Sunday, April 8, 2012

The Real Jobs Picture Clarified, Not Obfuscated By Bad Numbers



As Blogger continues to gulp down my labor-intensive posts, I'd like to offer this quickie that I think is incredibly important, and hopefully not tasty enough to tempt the Blog monster this late in the evening.

Please click in the graphic as you follow the logic in the discussion below.

Who said graphs wouldn't be fun? (I know I certainly never told my students that.)


April 7, 2012

Reactions and Overreactions


Hmm. I see that some people are accusing me of overreacting to one bad month of job news. Um, no. What has actually been happening is that conventional wisdom overreacted to four months of good(ish) news, and the March numbers were a useful corrective.

Look at my current favorite measure of the labor market, the employment-population ratio of prime-age Americans — employment rather than unemployment so as to avoid distortion by people dropping out, prime-age to avoid demographic issues as the population ages. Here it is:



What has been happening lately is that conventional wisdom, including among people with influence over policy, has taken that little uptick at the right as evidence that it’s time to sound the all-clear, time to call off efforts to boost the economy and worry about inflation instead. This was a terrible misjudgment: we’ve barely made a dent in the employment decline that followed the financial crisis, and are still a very long way from full recovery....

▸ **Required work**: In the blog post about the jobs picture, what does the writer call a current favorite measure of the labor market?

▸ **Dataset excerpt**:
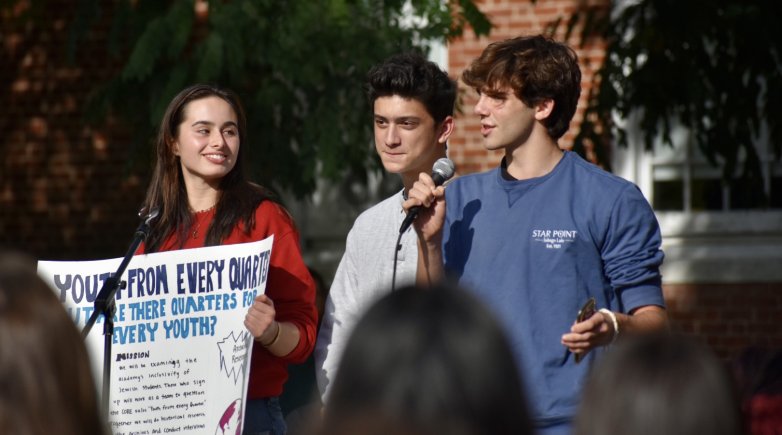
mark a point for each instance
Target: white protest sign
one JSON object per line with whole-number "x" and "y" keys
{"x": 180, "y": 351}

▸ **Task solution**: The employment-population ratio of prime-age Americans.